Extracted text:
One way to make them explicit is demonstrating the fundamental decisions which lead to the different models. So it can be shown how they differ from one another and how they make up more or less similar “families”. It can also be shown where the place of theory reduction in the according “family tree” can be found and which branches of this tree are cut off if one chooses theory reduction. The purpose of this paper is not to evaluate the different decisions in a conclusive manner but simply to name them and to list their advantages and their disadvantages.
2. A Model of the Models of Interdisciplinary Relations
By tracing the basic decisions that bring about models of interdisciplinary relations, a kind of “model of models” of these relations is constituted. The most basic decision within such a model is whether there are irreducibly many disciplines or not. Only if we answer this question positively, we face the problem of interdisciplinary relations in a strict sense, because only then there are – and forever will be – different disciplines which can relate. But do they really relate? This is the next basic decision to be made.
If we go for a “No”, we reach the realm of what can be called pluralist models. According to these models, there are many disciplines, at least many types of disciplines, but there are no relations between them. This is the classic “solution” to the problem of interdisciplinarity which prevailed until the second half of the 20th century, e.g. as the separation between the “hard” sciences and the disciplines of the humanities. Such models succeed in describing the demarcation between disciplines, but they do this at the price of an equivocal concept of science. They are also, from their very foundations, unable to explain the real cooperation which is going on between disciplines of different types (Fauser 2003).
If we say, yes, there are relations between different disciplines, we choose contact models. The next question is then: What kind of contact is there between the different disciplines? How is this contact mediated? In the literature, three alternatives can be found: Contact is mediated either by common objects or by common methods or by cooperation. Accordingly, we can distinguish between object-contact models, method-contact models and cooperation-contact models.
Object-contact models are the “classical” model of interdisciplinary relations. It implies that different disciplines are linked by identical objects to which every single discipline has its own access, mediated by its own method. The contact which is supposed to be mediated this way can come about in two different forms: a hierarchical form in which one central discipline has a privileged access to the objects in question, as physics does in the model of a non-reductive naturalism (Schurz 2006, 38); or a non-hierarchical form in which the several disciplines form a cluster around their objects (Mc Cormick 2003). In both cases, object-contact models are hard to integrate into a post-Kuhnian philosophy of science which takes it for granted that science, at last in some cases, does not access but create its objects so that objects are not prior to disciplines and therefore cannot guarantee interdisciplinary contact.

Required task 1:
Answer these questions from the text on interdisciplinary relations:
(a) What is the most basic decision within the "model of models"?
(b) Until when did the pluralist "solution" to the problem of interdisciplinarity prevail?
(c) By what three alternatives can contact between disciplines be mediated?
The text on interdisciplinary relations has no connection to the entries that follow it.

Dataset entries:
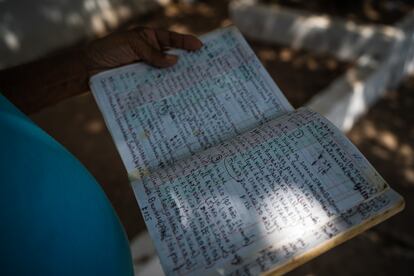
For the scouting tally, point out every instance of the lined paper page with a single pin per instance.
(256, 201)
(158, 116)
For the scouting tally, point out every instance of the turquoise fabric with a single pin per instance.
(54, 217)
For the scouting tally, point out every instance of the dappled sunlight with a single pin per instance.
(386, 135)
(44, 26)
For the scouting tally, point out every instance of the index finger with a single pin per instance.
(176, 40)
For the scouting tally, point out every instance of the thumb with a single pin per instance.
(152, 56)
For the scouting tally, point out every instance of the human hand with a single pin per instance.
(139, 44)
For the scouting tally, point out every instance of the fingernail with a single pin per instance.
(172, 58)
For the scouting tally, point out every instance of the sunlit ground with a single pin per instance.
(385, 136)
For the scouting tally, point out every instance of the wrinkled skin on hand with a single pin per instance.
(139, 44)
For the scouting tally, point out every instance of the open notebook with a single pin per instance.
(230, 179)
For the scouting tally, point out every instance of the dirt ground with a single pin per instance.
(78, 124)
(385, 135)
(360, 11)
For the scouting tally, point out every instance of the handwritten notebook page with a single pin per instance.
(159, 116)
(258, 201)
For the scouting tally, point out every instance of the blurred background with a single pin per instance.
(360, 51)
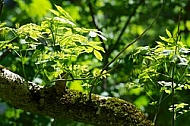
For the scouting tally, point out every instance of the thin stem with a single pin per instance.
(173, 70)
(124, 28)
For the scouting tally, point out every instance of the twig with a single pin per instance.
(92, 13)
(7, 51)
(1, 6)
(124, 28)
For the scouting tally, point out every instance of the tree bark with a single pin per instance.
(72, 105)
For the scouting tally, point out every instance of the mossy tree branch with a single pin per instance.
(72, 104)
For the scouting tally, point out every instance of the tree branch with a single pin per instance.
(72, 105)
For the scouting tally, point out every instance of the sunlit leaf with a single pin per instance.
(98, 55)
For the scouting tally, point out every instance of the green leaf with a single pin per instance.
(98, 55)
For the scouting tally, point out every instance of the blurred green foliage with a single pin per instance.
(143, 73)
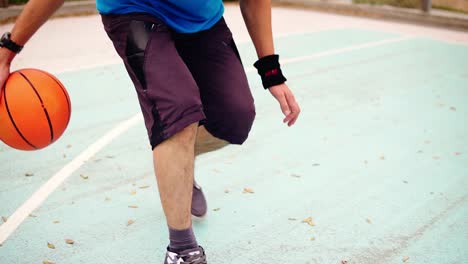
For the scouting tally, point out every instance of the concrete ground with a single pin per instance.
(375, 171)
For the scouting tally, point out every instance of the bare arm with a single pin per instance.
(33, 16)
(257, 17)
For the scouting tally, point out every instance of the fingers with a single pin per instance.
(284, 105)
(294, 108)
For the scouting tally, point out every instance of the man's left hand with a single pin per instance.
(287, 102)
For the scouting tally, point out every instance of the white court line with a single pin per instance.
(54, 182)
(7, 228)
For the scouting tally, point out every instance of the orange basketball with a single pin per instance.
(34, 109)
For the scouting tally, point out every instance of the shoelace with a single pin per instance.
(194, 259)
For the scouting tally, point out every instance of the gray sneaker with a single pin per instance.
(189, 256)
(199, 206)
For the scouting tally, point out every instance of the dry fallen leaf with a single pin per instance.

Required task 2: Edit the entries from the line with "For the scouting tally, point out every instance of the fingers" through the end of the entries, replacing "court line" with "boundary line" and leaving everything else unchanged.

Problem solution 1:
(a) Whether there are irreducibly many disciplines or not.
(b) Until the second half of the 20th century.
(c) By common objects, by common methods, or by cooperation.

Problem solution 2:
For the scouting tally, point out every instance of the fingers with a single pin per instance.
(284, 105)
(294, 108)
For the scouting tally, point out every instance of the man's left hand with a single pin per instance.
(287, 102)
For the scouting tally, point out every instance of the white boundary line with a single pin per instance.
(54, 182)
(7, 228)
For the scouting tally, point out every instance of the orange basketball with a single pin per instance.
(34, 109)
For the scouting tally, point out every instance of the shoelace with a single pin per instance.
(194, 259)
For the scouting tally, point out every instance of the gray sneaker with a single pin per instance.
(189, 256)
(199, 206)
For the scouting tally, point out every instance of the dry fallen leaf with a single pin per instance.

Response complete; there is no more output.